-- Stored records --
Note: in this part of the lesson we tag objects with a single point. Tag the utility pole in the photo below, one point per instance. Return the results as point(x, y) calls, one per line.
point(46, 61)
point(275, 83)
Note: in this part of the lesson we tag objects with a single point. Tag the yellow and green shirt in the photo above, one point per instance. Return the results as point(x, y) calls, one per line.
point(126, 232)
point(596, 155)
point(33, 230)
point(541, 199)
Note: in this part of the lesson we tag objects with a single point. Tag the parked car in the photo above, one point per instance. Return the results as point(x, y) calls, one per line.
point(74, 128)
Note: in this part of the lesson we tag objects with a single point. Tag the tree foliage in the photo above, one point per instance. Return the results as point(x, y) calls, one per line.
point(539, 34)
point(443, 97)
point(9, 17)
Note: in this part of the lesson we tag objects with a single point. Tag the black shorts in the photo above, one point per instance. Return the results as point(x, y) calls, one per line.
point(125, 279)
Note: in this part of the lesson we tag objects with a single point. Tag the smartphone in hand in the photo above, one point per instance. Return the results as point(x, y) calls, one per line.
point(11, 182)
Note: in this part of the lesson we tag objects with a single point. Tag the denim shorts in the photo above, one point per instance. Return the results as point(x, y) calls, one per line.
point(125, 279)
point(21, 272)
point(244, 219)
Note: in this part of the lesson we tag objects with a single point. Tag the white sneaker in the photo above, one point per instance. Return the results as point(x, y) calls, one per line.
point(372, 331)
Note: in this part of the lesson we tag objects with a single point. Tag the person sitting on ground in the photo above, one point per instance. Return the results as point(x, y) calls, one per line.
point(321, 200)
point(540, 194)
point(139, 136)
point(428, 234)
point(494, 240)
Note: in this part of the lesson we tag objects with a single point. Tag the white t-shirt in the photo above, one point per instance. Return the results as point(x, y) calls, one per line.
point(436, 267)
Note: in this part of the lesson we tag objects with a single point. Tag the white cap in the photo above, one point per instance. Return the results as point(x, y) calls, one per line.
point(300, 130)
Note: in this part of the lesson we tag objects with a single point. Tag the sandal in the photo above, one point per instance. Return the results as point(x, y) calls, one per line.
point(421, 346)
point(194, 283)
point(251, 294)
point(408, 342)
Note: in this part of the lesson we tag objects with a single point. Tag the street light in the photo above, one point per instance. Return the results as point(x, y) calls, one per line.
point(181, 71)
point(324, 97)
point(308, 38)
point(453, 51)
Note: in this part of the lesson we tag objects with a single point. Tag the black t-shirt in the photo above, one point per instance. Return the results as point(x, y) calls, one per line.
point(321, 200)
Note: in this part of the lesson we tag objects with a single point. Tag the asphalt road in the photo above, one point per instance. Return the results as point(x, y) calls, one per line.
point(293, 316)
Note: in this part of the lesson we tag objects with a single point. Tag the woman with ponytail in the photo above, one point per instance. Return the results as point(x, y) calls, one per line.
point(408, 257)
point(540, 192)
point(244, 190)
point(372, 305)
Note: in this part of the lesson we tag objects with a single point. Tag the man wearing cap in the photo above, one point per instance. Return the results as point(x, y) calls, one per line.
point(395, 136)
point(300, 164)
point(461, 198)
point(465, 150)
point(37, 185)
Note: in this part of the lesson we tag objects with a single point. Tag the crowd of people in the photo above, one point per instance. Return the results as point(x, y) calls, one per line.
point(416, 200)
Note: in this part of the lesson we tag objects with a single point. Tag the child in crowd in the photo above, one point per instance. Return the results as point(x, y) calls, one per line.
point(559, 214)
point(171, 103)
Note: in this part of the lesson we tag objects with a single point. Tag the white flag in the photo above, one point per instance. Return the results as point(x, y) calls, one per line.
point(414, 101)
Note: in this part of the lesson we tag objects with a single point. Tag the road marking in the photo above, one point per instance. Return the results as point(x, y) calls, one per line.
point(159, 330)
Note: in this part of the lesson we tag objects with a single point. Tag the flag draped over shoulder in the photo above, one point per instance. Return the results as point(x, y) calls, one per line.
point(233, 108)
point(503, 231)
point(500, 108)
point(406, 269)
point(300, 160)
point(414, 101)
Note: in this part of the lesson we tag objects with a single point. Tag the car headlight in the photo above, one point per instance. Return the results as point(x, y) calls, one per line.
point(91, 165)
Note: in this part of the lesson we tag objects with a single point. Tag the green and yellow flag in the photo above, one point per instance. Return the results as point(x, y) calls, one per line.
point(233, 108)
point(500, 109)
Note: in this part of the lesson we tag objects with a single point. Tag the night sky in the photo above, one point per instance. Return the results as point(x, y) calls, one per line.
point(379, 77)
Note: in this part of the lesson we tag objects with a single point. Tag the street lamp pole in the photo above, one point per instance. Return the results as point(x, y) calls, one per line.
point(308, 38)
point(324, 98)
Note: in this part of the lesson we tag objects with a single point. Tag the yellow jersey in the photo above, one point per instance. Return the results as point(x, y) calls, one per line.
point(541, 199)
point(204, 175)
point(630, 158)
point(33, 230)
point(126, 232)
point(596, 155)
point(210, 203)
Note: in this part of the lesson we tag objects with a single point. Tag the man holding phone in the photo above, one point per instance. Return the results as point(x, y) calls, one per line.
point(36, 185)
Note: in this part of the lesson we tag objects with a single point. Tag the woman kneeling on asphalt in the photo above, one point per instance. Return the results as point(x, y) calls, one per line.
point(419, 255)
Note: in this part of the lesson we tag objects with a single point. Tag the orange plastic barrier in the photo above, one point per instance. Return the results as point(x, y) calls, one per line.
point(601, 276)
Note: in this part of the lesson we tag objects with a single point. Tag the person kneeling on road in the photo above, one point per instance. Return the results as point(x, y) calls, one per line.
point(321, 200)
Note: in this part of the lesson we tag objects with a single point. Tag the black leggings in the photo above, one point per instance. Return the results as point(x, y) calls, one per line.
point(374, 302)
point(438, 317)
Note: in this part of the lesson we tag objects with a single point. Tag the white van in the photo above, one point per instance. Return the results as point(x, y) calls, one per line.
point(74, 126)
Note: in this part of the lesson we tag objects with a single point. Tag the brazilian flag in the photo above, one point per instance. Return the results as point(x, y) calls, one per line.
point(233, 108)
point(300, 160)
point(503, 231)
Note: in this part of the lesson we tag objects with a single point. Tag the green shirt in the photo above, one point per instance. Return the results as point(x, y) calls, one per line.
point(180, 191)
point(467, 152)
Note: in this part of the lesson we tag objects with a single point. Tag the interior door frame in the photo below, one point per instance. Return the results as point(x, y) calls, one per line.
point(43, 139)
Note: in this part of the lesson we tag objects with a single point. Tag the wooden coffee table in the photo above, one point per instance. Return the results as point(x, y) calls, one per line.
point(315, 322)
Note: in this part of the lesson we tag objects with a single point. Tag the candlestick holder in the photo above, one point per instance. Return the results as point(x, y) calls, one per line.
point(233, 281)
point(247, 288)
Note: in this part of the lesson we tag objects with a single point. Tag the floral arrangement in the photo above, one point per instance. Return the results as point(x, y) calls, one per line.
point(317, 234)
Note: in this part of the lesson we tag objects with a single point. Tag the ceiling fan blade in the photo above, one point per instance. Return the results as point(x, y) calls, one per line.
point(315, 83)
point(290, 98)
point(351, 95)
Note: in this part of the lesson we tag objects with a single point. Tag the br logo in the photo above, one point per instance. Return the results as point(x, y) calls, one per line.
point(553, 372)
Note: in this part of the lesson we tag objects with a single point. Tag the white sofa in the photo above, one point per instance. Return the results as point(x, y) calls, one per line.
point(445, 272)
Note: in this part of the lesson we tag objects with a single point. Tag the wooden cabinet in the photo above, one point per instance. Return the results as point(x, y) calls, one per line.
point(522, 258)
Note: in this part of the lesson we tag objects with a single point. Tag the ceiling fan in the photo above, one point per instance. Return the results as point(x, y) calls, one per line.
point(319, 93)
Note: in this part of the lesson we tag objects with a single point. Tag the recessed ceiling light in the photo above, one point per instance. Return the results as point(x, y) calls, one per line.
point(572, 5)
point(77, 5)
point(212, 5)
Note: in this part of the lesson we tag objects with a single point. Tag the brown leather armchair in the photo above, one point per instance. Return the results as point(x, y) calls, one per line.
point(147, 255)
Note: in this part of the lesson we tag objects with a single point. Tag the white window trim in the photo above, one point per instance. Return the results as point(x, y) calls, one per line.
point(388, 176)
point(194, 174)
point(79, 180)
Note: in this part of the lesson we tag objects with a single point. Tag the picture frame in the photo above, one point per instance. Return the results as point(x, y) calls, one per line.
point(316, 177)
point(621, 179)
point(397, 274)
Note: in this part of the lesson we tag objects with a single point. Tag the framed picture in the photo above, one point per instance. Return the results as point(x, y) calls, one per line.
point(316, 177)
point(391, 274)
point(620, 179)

-- Exercise objective --
Starting at the beginning of the material and ending with the line that contains "point(9, 17)", write out every line in that span again. Shift each coordinate in the answers by adding 99 to it, and leave everything else unchanged.

-- Task answer --
Note: in this part of the lesson we tag objects with a single point. Tag the utility pole in the photo below, one point per instance. Return the results as point(x, y) calls, one per line.
point(145, 160)
point(374, 182)
Note: in this part of the lesson we tag objects with a single point. Tag the yellow and green shirt in the photo above, one point per instance. Return the results as point(x, y) calls, one per line.
point(225, 331)
point(695, 254)
point(132, 329)
point(640, 298)
Note: in this part of the lesson we tag objects with a single point. Tag the parked car in the photo above, one point per instance. Return the results as point(x, y) calls, one per line.
point(173, 227)
Note: in this part of the lesson we tag objects with a single point. Tag the tree foliage in the photo above, one point per instance. Return the results as point(x, y) calls, one per line.
point(638, 133)
point(542, 196)
point(108, 116)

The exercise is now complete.